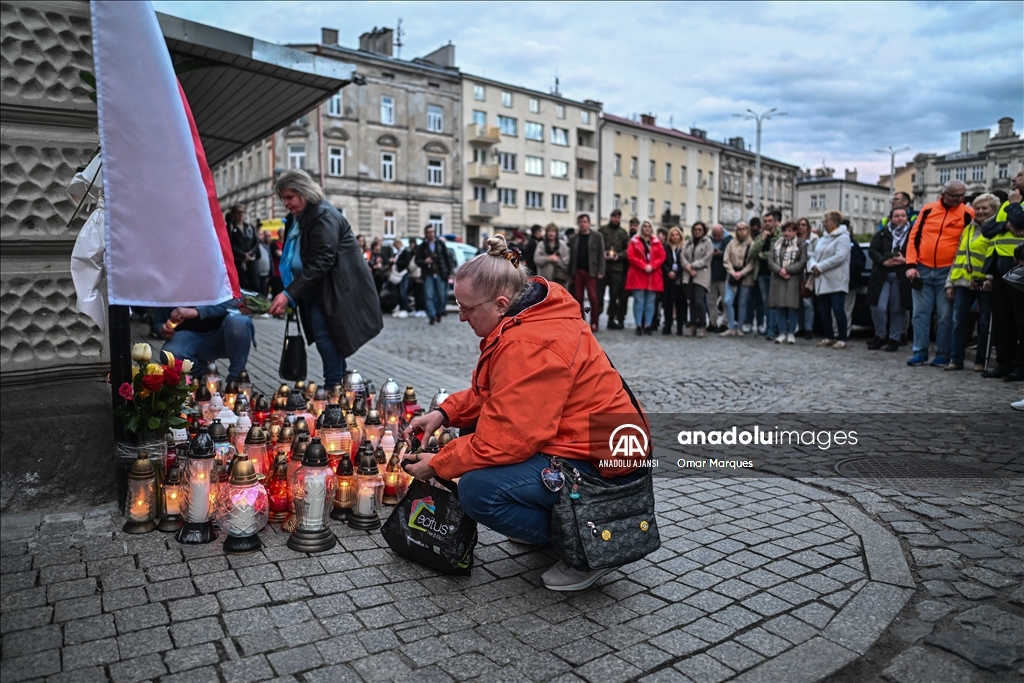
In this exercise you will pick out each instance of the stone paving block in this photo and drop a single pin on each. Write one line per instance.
(196, 632)
(184, 658)
(28, 667)
(136, 619)
(90, 654)
(142, 642)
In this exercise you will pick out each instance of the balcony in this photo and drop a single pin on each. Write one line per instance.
(477, 172)
(478, 210)
(587, 154)
(482, 135)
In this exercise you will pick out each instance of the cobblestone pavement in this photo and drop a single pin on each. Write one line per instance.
(757, 580)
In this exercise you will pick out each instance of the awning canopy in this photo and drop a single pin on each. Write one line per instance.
(242, 89)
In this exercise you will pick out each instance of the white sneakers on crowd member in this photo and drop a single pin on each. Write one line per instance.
(563, 578)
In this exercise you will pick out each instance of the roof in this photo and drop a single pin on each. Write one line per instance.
(241, 89)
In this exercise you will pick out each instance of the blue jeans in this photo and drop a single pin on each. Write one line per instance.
(964, 297)
(888, 315)
(643, 307)
(787, 318)
(334, 363)
(828, 305)
(513, 501)
(732, 294)
(232, 340)
(435, 292)
(932, 298)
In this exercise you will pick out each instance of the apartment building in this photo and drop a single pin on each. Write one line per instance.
(530, 158)
(385, 151)
(658, 174)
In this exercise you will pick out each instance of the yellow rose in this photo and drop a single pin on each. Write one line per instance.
(141, 352)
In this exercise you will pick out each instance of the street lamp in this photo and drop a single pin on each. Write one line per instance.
(751, 116)
(892, 167)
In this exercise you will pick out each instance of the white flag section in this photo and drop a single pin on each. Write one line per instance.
(163, 244)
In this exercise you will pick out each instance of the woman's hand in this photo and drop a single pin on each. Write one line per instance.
(279, 304)
(422, 468)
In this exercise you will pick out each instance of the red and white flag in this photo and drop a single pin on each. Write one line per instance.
(167, 243)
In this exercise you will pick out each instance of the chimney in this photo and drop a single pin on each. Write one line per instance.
(379, 41)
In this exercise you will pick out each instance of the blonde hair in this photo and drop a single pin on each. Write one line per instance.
(497, 272)
(301, 183)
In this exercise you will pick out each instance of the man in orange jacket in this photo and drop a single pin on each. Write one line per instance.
(930, 251)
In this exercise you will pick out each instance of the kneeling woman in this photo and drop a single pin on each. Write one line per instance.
(540, 378)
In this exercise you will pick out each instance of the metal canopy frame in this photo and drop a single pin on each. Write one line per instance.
(242, 89)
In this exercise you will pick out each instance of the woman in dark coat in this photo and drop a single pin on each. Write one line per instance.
(331, 283)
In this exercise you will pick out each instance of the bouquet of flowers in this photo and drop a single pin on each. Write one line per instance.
(155, 395)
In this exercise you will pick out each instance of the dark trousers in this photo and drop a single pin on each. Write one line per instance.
(584, 282)
(1008, 324)
(614, 285)
(695, 297)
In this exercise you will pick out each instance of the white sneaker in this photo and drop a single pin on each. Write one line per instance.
(563, 578)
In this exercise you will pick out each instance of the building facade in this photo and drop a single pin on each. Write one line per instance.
(862, 205)
(658, 174)
(736, 195)
(530, 158)
(983, 163)
(386, 152)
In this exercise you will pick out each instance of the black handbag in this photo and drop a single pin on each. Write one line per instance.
(429, 526)
(293, 354)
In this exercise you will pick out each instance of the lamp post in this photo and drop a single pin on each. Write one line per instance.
(892, 167)
(752, 116)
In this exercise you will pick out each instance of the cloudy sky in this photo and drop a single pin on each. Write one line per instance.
(852, 77)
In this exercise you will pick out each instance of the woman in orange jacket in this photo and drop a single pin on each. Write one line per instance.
(541, 379)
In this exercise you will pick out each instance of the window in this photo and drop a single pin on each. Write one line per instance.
(334, 104)
(435, 119)
(336, 161)
(435, 172)
(508, 125)
(436, 221)
(387, 166)
(297, 156)
(387, 111)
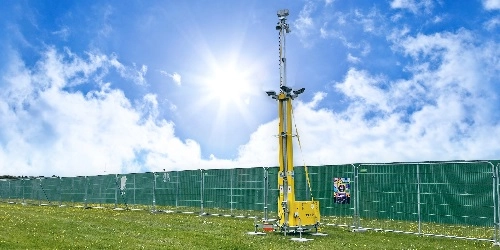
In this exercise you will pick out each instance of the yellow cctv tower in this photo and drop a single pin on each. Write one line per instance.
(293, 216)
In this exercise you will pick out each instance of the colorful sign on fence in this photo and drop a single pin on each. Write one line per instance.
(341, 188)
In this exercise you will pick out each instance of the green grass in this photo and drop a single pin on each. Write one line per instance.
(51, 227)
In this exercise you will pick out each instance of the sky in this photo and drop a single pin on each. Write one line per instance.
(105, 87)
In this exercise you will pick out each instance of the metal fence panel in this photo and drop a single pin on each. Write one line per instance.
(448, 198)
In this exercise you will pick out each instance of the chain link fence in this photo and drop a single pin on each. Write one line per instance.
(450, 199)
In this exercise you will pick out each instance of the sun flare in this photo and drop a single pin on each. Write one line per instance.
(228, 84)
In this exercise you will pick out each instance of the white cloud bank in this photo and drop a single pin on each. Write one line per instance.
(46, 129)
(447, 109)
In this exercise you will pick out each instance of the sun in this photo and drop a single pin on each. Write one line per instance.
(227, 84)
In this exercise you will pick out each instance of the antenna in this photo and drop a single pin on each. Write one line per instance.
(283, 28)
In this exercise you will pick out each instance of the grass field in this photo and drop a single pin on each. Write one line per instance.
(51, 227)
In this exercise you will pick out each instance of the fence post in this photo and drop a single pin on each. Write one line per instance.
(116, 191)
(357, 223)
(202, 187)
(231, 176)
(177, 190)
(419, 213)
(266, 189)
(496, 207)
(154, 192)
(85, 183)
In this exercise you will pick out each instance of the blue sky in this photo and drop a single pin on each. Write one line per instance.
(93, 87)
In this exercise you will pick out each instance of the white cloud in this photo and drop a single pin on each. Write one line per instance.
(176, 77)
(304, 25)
(328, 2)
(445, 110)
(492, 23)
(491, 4)
(352, 59)
(413, 6)
(46, 129)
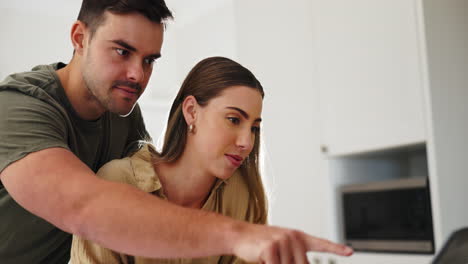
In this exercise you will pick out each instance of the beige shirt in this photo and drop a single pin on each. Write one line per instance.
(228, 197)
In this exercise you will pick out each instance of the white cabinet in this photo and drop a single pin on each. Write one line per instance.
(393, 74)
(368, 60)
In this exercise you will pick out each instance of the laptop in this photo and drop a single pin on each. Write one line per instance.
(455, 250)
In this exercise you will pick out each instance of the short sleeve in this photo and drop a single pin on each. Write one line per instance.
(138, 132)
(119, 170)
(28, 125)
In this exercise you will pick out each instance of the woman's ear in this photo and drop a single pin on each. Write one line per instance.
(189, 109)
(78, 36)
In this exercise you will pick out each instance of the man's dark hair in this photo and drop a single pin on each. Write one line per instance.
(92, 11)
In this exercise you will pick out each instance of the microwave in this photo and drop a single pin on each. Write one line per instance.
(388, 216)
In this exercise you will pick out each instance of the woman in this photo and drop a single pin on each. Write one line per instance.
(209, 159)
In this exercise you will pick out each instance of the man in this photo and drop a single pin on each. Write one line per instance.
(60, 123)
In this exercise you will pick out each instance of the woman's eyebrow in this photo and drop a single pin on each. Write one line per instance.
(243, 113)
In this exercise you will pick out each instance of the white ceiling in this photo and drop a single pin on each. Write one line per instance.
(184, 10)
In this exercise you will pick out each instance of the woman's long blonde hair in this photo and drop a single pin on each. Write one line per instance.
(206, 81)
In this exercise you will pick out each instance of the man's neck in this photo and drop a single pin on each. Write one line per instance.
(184, 183)
(81, 99)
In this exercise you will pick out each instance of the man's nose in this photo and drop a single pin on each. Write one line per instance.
(245, 140)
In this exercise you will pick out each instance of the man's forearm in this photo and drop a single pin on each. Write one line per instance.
(151, 227)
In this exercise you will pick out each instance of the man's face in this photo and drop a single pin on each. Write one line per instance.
(118, 60)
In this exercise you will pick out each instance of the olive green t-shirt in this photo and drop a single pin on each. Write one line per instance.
(35, 114)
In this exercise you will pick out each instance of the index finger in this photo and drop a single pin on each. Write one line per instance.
(323, 245)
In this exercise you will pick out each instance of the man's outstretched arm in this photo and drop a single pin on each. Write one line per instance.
(55, 185)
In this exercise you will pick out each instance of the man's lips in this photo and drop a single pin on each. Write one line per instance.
(234, 159)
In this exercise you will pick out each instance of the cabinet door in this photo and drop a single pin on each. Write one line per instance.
(369, 74)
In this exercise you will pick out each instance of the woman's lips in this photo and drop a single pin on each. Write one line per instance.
(126, 91)
(235, 160)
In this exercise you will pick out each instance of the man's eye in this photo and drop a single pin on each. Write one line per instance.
(150, 61)
(121, 52)
(234, 120)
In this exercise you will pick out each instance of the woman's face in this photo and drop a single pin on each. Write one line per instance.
(225, 129)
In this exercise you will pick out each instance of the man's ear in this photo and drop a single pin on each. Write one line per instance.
(189, 109)
(79, 34)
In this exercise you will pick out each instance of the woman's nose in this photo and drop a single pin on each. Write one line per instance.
(135, 72)
(245, 140)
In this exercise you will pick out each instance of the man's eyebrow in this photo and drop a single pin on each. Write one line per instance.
(131, 48)
(243, 113)
(124, 44)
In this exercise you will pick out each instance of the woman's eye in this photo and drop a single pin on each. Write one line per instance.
(234, 120)
(121, 52)
(150, 61)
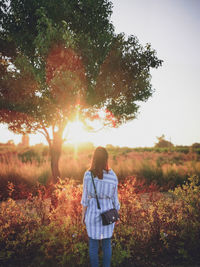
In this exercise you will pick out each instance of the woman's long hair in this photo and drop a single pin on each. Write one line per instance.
(99, 162)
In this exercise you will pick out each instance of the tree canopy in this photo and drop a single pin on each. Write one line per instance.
(58, 59)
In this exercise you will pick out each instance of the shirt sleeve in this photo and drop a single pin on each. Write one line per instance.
(115, 199)
(85, 200)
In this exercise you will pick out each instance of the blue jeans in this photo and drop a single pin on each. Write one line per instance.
(93, 252)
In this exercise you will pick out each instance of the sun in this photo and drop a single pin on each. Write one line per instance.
(75, 132)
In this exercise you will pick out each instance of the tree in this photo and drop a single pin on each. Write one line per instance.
(162, 142)
(60, 60)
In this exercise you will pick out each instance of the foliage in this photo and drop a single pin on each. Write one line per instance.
(58, 61)
(155, 229)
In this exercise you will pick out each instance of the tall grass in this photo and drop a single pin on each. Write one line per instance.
(167, 170)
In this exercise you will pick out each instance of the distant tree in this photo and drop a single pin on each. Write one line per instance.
(163, 143)
(25, 140)
(196, 145)
(60, 59)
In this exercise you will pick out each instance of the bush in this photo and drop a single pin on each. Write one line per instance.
(155, 229)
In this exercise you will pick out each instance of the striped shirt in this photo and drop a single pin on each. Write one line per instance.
(107, 193)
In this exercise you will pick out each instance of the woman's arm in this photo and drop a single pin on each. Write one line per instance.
(84, 200)
(83, 214)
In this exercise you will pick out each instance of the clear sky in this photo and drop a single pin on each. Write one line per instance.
(172, 28)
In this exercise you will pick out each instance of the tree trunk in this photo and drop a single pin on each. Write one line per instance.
(55, 152)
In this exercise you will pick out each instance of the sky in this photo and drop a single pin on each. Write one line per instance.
(172, 28)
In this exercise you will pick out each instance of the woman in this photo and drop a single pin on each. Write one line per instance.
(106, 183)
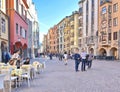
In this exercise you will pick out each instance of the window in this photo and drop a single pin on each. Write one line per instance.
(21, 31)
(115, 21)
(115, 36)
(16, 28)
(22, 9)
(104, 10)
(17, 6)
(109, 36)
(115, 7)
(3, 25)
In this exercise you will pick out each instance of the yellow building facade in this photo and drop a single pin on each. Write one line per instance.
(67, 34)
(74, 31)
(109, 28)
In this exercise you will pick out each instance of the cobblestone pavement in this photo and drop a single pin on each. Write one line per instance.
(104, 76)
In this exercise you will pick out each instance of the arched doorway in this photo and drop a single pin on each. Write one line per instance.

WRITTEN TASK:
Starting with the line that contains "the yellow building", output every line through the end of the listing above, unchanged.

RIGHT ANSWER:
In this exercise you will pick out each instance of the yellow building facade in this photo and drop a single pin on each. Write one line per instance.
(67, 34)
(74, 31)
(109, 28)
In this exercise you will pick out each instance of the cobblestone pavement in this photo and drop a single pin on each. Write one line per instance.
(104, 76)
In this exercise you will pick out each instance of the arched doorway in this photo and drop a single pin on each. Write one line per instance.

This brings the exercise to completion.